start

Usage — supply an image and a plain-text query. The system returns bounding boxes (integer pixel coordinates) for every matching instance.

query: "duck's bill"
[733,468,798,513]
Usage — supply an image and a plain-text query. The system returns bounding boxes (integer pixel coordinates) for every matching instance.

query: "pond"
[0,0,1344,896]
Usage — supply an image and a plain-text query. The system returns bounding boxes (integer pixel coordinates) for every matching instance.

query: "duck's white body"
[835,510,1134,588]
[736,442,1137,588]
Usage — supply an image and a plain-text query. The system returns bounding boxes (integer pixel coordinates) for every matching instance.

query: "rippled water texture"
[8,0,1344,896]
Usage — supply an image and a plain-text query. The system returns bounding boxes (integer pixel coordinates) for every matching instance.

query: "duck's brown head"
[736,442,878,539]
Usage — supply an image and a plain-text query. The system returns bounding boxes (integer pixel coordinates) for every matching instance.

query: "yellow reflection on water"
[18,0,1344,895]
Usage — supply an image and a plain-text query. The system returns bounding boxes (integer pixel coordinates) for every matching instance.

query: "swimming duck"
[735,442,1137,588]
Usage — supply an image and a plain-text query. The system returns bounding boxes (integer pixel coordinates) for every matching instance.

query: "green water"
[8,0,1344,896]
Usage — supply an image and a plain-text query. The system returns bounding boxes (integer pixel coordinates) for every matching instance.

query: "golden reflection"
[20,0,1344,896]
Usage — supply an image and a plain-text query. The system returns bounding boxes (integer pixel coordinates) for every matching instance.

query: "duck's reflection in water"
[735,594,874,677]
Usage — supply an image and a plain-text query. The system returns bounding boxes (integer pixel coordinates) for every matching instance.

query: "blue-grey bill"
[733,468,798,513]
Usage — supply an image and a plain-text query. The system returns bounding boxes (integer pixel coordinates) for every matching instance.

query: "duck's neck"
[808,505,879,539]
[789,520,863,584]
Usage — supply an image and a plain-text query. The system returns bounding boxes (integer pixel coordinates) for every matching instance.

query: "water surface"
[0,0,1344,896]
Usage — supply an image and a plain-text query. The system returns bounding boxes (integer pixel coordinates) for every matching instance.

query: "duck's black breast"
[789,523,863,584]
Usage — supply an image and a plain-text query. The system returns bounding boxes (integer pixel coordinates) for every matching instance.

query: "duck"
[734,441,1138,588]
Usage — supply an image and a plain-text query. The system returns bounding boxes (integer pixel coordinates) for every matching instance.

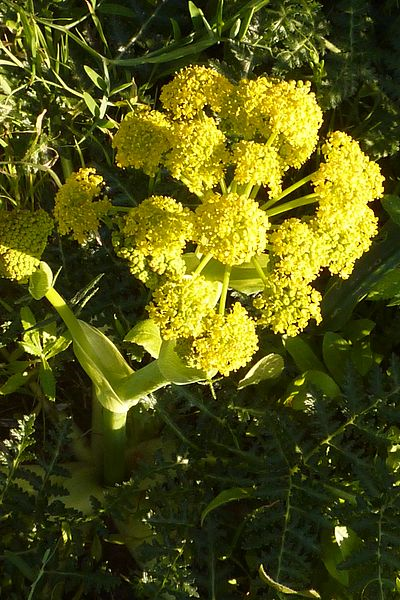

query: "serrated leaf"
[29,261,53,300]
[238,354,285,390]
[258,565,321,599]
[200,488,254,525]
[124,319,162,358]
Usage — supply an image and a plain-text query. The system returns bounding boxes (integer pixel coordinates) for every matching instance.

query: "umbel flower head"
[113,196,193,288]
[0,208,53,282]
[54,168,111,244]
[177,302,258,376]
[194,193,268,266]
[147,275,218,340]
[107,66,383,346]
[112,105,172,176]
[160,65,233,120]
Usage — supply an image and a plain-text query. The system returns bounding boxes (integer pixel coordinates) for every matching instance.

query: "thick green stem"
[265,193,318,217]
[101,407,127,485]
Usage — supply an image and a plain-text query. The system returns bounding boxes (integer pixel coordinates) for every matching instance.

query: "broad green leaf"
[367,269,400,301]
[157,340,211,385]
[258,565,321,599]
[83,65,107,91]
[29,261,53,300]
[381,194,400,225]
[124,319,162,358]
[238,354,285,390]
[322,331,351,384]
[282,336,325,373]
[200,488,254,525]
[0,371,29,396]
[345,319,375,343]
[285,370,341,410]
[73,320,134,413]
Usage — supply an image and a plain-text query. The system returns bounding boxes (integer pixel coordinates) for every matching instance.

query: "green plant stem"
[193,253,212,275]
[265,193,318,217]
[218,265,232,315]
[101,400,127,485]
[261,173,314,210]
[251,256,268,286]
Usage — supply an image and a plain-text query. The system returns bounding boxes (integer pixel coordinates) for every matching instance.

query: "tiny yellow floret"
[54,169,111,244]
[178,302,258,377]
[194,193,269,266]
[0,208,53,282]
[113,196,193,288]
[147,275,218,340]
[160,65,233,119]
[112,105,172,177]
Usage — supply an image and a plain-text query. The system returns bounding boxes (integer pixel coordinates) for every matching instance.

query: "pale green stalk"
[261,173,314,210]
[265,193,318,217]
[251,256,268,286]
[218,265,232,315]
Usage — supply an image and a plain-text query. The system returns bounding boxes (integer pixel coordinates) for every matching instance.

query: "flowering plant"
[16,66,383,483]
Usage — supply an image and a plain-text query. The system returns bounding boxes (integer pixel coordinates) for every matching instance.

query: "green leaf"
[367,269,400,301]
[200,488,254,525]
[322,331,351,384]
[238,354,285,390]
[124,319,162,358]
[285,370,341,410]
[82,92,100,117]
[258,565,321,598]
[0,371,28,396]
[382,194,400,225]
[83,65,107,91]
[39,357,56,402]
[97,2,135,18]
[29,261,53,300]
[157,340,211,385]
[282,336,325,373]
[73,319,134,413]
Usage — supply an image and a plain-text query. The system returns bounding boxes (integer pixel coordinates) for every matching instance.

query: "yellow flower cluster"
[312,131,384,216]
[232,140,285,198]
[269,218,327,283]
[0,209,53,282]
[312,206,378,279]
[178,302,258,376]
[194,193,269,266]
[54,169,111,244]
[164,116,229,196]
[113,196,193,288]
[254,271,321,337]
[106,66,383,352]
[147,275,218,340]
[311,131,383,279]
[160,65,233,120]
[221,77,322,168]
[112,106,172,176]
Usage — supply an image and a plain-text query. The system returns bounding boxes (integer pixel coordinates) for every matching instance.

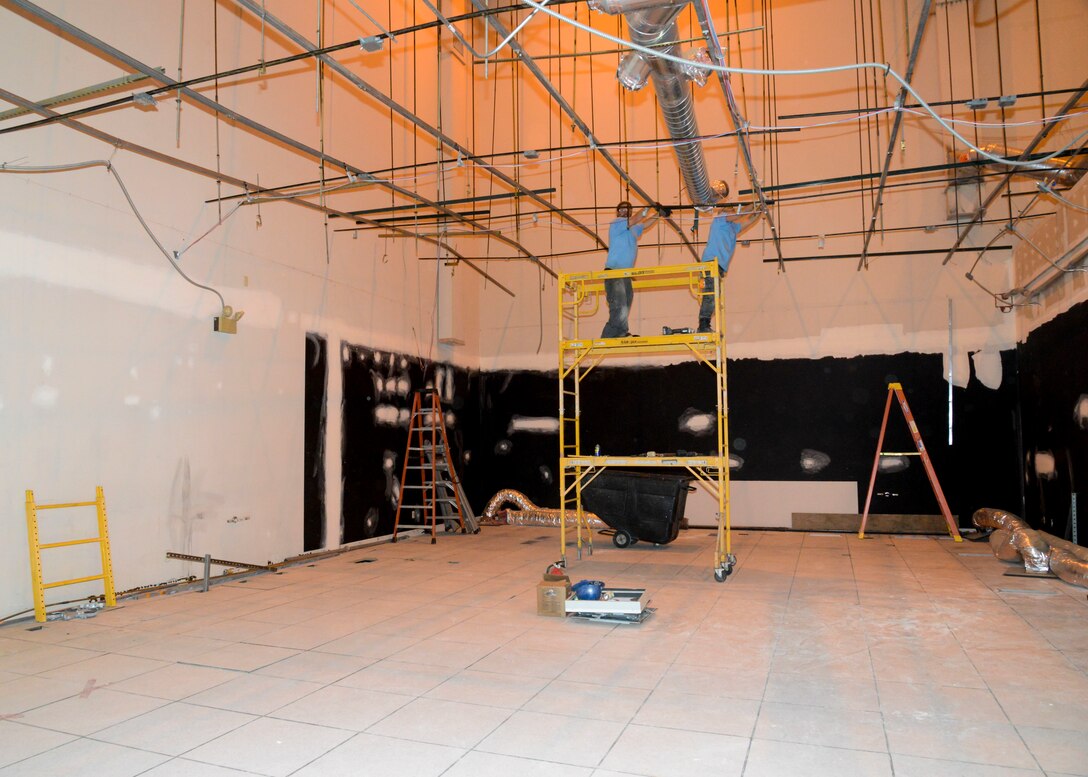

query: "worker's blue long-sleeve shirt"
[605,219,643,270]
[703,213,741,272]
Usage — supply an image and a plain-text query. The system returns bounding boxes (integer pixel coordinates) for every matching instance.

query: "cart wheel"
[613,529,634,547]
[714,564,733,582]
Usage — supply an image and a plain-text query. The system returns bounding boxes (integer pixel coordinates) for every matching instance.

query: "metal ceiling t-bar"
[8,0,557,278]
[234,0,605,254]
[941,81,1088,267]
[472,0,700,259]
[857,0,930,270]
[692,0,786,272]
[0,87,517,297]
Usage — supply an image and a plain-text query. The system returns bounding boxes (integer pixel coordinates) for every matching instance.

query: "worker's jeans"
[698,263,726,325]
[601,278,634,337]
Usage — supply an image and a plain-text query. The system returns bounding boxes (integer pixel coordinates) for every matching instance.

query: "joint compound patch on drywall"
[677,407,715,437]
[801,448,831,474]
[506,416,559,434]
[30,385,61,407]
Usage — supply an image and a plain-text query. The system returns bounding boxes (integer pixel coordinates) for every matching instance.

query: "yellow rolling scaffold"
[558,263,737,582]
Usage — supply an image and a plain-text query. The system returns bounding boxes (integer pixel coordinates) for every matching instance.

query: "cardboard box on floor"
[536,575,570,618]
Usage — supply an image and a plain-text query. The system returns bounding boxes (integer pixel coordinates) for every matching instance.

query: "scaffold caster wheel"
[613,529,634,547]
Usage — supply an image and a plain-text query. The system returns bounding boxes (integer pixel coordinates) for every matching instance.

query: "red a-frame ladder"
[857,383,963,542]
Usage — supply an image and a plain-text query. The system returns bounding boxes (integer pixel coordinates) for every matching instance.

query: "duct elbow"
[616,51,650,91]
[589,0,689,15]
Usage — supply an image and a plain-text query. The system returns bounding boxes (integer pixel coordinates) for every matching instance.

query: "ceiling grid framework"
[0,0,1088,337]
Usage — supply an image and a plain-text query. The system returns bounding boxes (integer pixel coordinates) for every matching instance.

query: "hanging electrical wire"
[423,0,549,60]
[0,159,229,311]
[1036,181,1088,213]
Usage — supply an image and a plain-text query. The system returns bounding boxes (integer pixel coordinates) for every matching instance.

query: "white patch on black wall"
[1073,394,1088,431]
[1035,451,1058,480]
[506,416,559,434]
[877,456,911,473]
[677,407,716,437]
[801,448,831,474]
[374,405,400,427]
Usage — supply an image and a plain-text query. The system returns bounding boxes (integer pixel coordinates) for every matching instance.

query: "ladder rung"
[41,575,106,588]
[38,537,102,551]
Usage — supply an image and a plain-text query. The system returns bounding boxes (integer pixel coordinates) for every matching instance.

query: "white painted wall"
[0,0,1088,617]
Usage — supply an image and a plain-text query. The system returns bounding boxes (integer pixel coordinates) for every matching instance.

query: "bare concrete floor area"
[0,527,1088,777]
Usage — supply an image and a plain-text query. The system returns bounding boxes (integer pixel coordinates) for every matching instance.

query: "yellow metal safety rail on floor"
[26,485,118,622]
[558,263,737,582]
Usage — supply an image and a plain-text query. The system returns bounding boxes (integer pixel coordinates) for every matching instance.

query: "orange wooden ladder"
[857,383,963,542]
[393,389,468,545]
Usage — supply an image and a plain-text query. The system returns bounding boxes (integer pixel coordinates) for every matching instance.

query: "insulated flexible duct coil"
[483,489,608,529]
[972,507,1088,588]
[990,529,1021,564]
[1046,534,1088,588]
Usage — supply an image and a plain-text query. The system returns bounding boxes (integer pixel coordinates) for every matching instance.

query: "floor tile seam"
[79,705,258,768]
[950,596,1043,772]
[433,735,598,777]
[752,735,892,755]
[357,700,518,751]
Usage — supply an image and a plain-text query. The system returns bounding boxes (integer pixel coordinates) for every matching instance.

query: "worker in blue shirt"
[601,200,660,337]
[698,181,763,332]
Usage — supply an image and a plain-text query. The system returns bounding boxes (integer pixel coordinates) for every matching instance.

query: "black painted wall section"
[343,347,1022,533]
[341,345,482,543]
[1019,303,1088,545]
[302,332,329,553]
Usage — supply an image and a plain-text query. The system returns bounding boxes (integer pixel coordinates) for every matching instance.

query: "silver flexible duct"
[483,489,608,529]
[1043,534,1088,588]
[972,507,1088,588]
[990,529,1021,563]
[590,0,719,206]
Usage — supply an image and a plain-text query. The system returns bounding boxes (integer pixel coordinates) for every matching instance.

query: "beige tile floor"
[0,527,1088,777]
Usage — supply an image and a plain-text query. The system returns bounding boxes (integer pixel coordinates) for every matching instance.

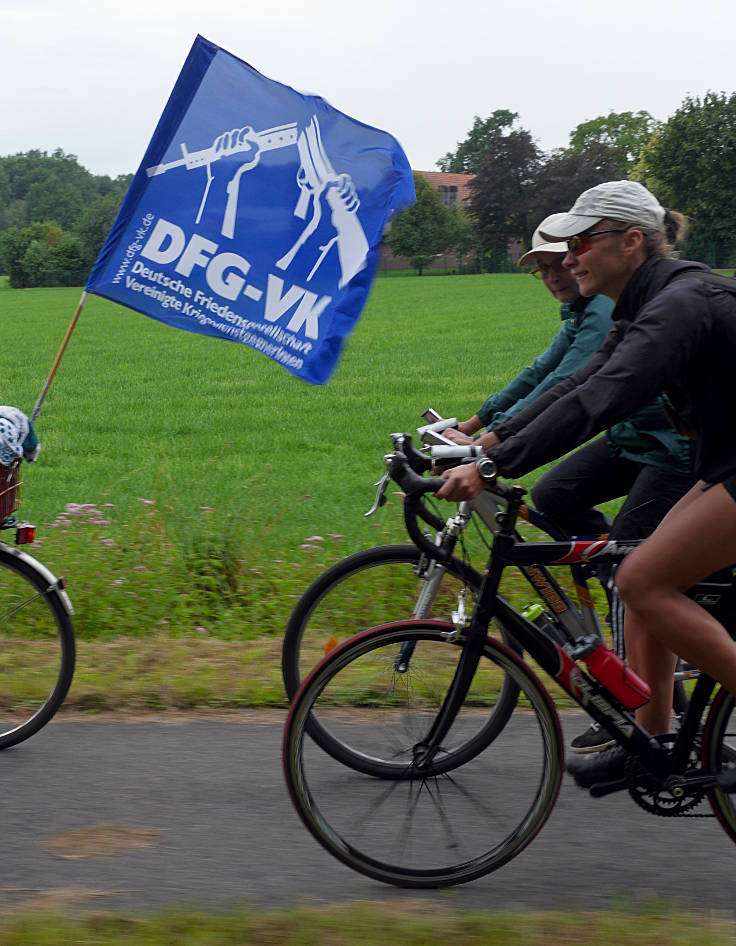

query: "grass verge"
[0,901,736,946]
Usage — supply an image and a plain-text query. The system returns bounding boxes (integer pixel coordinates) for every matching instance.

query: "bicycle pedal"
[588,778,626,798]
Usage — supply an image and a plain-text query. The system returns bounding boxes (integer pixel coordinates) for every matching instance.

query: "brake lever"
[363,470,391,517]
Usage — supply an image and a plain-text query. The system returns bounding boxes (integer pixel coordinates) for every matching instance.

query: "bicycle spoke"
[287,628,561,885]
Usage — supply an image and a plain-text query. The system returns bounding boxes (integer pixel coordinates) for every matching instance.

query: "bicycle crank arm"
[588,778,626,798]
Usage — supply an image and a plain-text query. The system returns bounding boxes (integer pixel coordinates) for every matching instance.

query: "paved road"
[0,713,736,910]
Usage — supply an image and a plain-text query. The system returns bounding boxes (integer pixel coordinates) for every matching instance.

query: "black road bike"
[283,442,736,888]
[282,421,697,777]
[0,461,75,749]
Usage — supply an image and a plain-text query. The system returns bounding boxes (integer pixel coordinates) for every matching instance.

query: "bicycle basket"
[0,460,23,519]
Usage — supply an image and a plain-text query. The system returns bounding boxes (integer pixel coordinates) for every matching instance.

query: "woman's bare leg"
[616,485,736,733]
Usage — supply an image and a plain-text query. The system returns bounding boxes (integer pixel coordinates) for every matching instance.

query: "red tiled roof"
[415,171,475,201]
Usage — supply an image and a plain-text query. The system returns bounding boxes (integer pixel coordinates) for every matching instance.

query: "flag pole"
[31,291,87,423]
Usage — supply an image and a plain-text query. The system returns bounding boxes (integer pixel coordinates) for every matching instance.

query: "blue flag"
[86,36,414,384]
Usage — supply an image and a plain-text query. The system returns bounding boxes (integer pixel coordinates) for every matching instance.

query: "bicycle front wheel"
[0,546,75,749]
[702,687,736,841]
[282,545,518,778]
[284,621,563,888]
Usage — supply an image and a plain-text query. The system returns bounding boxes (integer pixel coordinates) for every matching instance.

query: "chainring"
[624,748,706,818]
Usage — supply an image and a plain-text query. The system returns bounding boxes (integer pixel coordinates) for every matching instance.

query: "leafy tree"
[469,121,541,268]
[386,174,453,276]
[632,92,736,266]
[20,240,51,288]
[524,144,625,245]
[43,233,90,286]
[74,190,121,269]
[0,223,64,289]
[448,206,480,270]
[437,108,519,174]
[569,111,659,176]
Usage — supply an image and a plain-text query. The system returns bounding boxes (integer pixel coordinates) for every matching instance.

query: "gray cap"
[540,181,665,240]
[519,214,567,266]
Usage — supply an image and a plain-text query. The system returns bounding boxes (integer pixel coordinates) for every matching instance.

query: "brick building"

end

Please reproduce the material above word for word, starting at its first line and ending with the line that contains "[735,442,1137,588]", including both of those lines.

Usage — supply an image and a plain-text query. The system returns bounding boxes (integer pixel coordinates) for every matching instance.

query: "duck's bill"
[733,468,798,513]
Usage — supply an image and a plain-text query. The system returns bounding boxes (integer pixel coordinates) for every matching instance.

query: "pond"
[0,0,1344,896]
Usage — supply an image and a plain-text query. The system returns bounding boxes (integer pixel coordinates) for every matching instance.

query: "duck's white body"
[835,510,1134,588]
[736,442,1137,588]
Usage — supply an image and a plain-text query. The system returns bounding boxes (integer pixel coordinates) for every matching instance.

query: "rippled water texture"
[8,0,1344,896]
Usage — supply an image and a plain-text query. The system returns bounding boxes (integer pixel coordinates) for every matching instance.

query: "duck's brown head"
[736,442,878,539]
Usage — supply an image and a plain-text query. The system returns bounding boxes (integer pixel coordinates) for every matching instance.

query: "yellow reflection on water"
[18,0,1344,895]
Usage — supply an image and a plain-text query. The system returns bounding boxes (integer pixel coordinates) for every matching instance.

query: "swimming duck"
[735,442,1137,588]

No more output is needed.